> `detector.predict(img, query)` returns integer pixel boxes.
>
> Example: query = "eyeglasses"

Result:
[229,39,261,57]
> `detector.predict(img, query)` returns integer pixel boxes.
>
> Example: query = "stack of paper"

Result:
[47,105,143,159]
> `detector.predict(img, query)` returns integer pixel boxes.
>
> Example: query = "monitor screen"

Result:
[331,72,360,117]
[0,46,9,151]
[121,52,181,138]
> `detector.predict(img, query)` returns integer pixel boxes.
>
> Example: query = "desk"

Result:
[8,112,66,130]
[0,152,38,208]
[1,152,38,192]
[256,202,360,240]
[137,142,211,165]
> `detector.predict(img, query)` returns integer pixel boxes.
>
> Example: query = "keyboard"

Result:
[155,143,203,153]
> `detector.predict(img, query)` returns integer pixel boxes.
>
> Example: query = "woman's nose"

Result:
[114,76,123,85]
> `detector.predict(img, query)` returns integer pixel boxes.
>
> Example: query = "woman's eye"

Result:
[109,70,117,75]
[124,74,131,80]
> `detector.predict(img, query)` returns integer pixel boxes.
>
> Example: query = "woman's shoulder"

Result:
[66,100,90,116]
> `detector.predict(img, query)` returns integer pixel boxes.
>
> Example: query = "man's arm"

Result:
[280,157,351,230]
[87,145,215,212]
|---|
■ **Requirement**
What is wanted is the complete set of entries, returned verbatim.

■ **Exercise response**
> `detector.predict(img, query)` returns integer pixel boxes.
>
> Example: query = "eyeglasses"

Result:
[229,39,261,57]
> `detector.predict(img, query)` returns integer pixel boxes.
>
> Example: query = "stack of paper"

Result:
[47,105,143,159]
> `detector.predict(img, query)` returns integer pixel boxes.
>
> Example: query = "monitor screen"

Result:
[331,72,360,117]
[0,46,9,151]
[121,52,181,138]
> `detector.predict(img, query)` returns integer pixel boxes.
>
> Example: query = "desk"

Result:
[8,112,66,130]
[0,152,38,208]
[1,152,38,192]
[256,202,360,240]
[137,142,211,165]
> `detector.predict(img, query)` returns integer pixel boxes.
>
> Example: query = "keyboard"

Result:
[155,143,203,153]
> `detector.predict(img, query)` returns integer pixel boxes.
>
> Example: query = "woman's nose"

Result:
[114,76,123,85]
> `detector.predict(img, query)` returns integer pixel boxes.
>
> Example: query = "woman's eye"

Result:
[109,70,117,75]
[124,74,131,80]
> `detector.predict(img, query)` returns integer pixel boxes.
>
> Example: query = "woman's shoulder"

Result:
[66,100,90,116]
> `detector.predict(img, query)` returns integer pixel boxes.
>
> Example: query = "man's arm"

Result:
[280,157,351,230]
[87,145,215,212]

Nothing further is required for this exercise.